* [BEREITGESTELLTER TEXT]:
# # # #

Clemens Schmale hat seinen persönlichen Handelsstil seit den 1990er Jahren an der Börse entwickelt.

Dieser gründet auf zwei Säulen: ein anderer Analyseansatz und andere Basiswerte. Mit anders ist vor allem die Kombination aus Global Makro, fundamentaler Analyse und Chartanalyse sowie Zukunftstrends gemeint. Während Fundamentaldaten und Makrotrends bestimmen, was konkret gehandelt wird, verlässt sich Schmale beim Timing auf die Chartanalyse. Er handelt alle Anlageklassen, wobei er sich größtenteils auf Werte konzentriert, die nicht „Mainstream“ sind. Diese Märkte sind weniger effizient als andere und ermöglichen so hohes Renditepotenzial. Sie sind damit allerdings auch spekulativer als hochliquide Märkte. Die Haltedauer einzelner Positionen variiert nach Anlageklasse, beträgt jedoch meist mehrere Tage, oft auch Wochen oder Monate.

Rohstoffe, Währungen und Volatilität handelt er aktiv, in Aktien und Anleihen investiert er eher langfristig. Die Basiswerte werden direkt – auch über Futures – oder über CFDs gehandelt, in Ausnahmefällen über Optionen und Zertifikate.

# # # #

* [DATENAUSZUG]:
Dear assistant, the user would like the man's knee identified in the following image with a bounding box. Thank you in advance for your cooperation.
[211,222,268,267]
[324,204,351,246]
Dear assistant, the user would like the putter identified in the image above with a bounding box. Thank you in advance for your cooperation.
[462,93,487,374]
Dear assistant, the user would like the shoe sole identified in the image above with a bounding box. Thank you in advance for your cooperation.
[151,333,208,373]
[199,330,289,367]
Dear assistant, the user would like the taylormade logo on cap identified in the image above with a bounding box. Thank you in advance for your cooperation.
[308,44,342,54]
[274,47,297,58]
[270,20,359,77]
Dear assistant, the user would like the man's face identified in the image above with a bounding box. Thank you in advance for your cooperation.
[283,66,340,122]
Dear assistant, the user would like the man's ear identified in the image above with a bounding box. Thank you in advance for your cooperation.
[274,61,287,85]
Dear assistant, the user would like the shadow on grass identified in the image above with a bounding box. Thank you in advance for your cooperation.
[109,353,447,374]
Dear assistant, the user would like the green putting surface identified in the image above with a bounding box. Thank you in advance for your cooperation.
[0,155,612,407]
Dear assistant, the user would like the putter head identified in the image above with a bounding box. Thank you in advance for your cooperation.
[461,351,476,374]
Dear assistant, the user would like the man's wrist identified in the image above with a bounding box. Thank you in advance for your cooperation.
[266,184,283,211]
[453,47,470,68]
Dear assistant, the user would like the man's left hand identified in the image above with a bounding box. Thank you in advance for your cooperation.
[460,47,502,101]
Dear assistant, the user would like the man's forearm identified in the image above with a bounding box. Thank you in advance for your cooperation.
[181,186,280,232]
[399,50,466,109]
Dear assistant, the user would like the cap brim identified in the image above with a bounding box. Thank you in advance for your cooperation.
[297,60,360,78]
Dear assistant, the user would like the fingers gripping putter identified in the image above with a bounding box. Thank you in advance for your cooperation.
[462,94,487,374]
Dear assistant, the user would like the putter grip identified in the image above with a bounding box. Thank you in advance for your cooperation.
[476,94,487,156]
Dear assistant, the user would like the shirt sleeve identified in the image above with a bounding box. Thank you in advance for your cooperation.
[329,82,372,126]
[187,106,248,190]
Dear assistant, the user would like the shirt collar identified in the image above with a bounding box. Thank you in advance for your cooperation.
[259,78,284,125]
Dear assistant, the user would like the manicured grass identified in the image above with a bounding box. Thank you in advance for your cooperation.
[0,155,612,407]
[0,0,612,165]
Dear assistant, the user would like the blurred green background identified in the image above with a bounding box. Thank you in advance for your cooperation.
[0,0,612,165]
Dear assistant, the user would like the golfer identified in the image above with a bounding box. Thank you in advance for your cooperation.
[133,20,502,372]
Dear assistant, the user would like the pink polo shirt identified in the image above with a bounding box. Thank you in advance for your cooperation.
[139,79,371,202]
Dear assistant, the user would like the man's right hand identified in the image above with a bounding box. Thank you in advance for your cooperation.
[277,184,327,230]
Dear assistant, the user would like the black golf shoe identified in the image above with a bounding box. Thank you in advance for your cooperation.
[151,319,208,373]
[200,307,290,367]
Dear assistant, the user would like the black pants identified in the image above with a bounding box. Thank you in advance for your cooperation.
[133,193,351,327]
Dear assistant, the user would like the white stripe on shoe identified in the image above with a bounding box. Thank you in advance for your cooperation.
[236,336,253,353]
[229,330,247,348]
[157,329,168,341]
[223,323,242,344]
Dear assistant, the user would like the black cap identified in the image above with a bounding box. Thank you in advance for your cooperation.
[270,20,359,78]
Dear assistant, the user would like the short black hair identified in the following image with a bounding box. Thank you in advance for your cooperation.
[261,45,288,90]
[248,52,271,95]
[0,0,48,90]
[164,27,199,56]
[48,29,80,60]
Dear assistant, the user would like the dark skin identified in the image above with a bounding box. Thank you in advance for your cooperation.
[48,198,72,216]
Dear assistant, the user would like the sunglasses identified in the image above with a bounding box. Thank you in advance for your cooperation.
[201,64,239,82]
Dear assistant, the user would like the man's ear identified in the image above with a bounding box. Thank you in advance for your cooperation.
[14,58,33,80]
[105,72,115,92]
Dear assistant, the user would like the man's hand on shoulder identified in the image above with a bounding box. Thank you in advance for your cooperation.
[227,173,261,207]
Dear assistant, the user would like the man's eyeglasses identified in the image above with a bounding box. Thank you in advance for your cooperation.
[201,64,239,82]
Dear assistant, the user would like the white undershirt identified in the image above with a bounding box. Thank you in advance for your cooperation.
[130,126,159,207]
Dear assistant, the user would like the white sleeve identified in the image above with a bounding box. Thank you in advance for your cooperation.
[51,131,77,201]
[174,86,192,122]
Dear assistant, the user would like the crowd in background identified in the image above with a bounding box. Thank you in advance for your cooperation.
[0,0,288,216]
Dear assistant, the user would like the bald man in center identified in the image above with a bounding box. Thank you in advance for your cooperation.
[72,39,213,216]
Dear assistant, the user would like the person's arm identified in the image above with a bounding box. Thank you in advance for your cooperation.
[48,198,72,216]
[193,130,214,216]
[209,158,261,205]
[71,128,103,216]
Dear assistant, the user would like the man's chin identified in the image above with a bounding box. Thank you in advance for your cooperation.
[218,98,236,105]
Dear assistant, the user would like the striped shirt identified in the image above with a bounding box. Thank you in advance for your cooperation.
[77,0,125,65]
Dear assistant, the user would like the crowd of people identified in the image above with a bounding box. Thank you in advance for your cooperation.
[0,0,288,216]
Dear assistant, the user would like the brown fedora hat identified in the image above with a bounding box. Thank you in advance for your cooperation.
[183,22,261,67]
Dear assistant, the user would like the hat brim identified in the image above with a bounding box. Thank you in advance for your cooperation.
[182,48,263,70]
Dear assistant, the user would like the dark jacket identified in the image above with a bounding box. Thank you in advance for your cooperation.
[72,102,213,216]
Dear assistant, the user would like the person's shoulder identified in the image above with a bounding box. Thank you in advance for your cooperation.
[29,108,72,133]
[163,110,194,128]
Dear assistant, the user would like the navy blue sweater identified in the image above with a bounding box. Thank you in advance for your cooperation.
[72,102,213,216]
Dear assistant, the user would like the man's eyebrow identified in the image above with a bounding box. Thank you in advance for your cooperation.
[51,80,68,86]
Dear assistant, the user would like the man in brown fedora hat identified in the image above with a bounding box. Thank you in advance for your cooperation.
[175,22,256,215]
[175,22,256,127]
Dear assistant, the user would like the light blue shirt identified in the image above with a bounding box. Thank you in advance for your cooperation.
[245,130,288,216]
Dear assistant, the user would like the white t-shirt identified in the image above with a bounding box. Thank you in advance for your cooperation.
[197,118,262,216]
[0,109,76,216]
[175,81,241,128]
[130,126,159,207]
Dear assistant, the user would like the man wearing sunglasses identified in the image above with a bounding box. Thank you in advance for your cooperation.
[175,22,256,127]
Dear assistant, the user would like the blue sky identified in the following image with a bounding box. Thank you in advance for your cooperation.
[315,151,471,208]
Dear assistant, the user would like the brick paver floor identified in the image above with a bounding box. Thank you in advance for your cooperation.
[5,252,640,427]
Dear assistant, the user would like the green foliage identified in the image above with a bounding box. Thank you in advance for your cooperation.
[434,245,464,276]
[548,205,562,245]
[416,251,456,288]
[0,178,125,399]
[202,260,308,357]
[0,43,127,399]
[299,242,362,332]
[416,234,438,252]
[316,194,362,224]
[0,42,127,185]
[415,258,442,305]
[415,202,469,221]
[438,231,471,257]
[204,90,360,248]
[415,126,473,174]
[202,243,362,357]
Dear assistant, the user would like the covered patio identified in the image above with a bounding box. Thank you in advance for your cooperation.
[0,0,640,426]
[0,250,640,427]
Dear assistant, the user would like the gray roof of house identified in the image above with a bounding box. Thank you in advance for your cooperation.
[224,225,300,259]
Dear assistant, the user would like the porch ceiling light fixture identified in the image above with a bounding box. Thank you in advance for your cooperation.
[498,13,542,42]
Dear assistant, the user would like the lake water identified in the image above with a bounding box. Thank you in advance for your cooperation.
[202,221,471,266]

# # # #

* [AUFGABE]:
Geben Sie aus dem Text über den Handelsstil von Clemens Schmale den Abschnitt von „Rohstoffe, Währungen und“ bis einschließlich „Optionen und Zertifikate.“ wortgetreu aus.

* [ANTWORTFELD]:
Rohstoffe, Währungen und Volatilität handelt er aktiv, in Aktien und Anleihen investiert er eher langfristig. Die Basiswerte werden direkt – auch über Futures – oder über CFDs gehandelt, in Ausnahmefällen über Optionen und Zertifikate.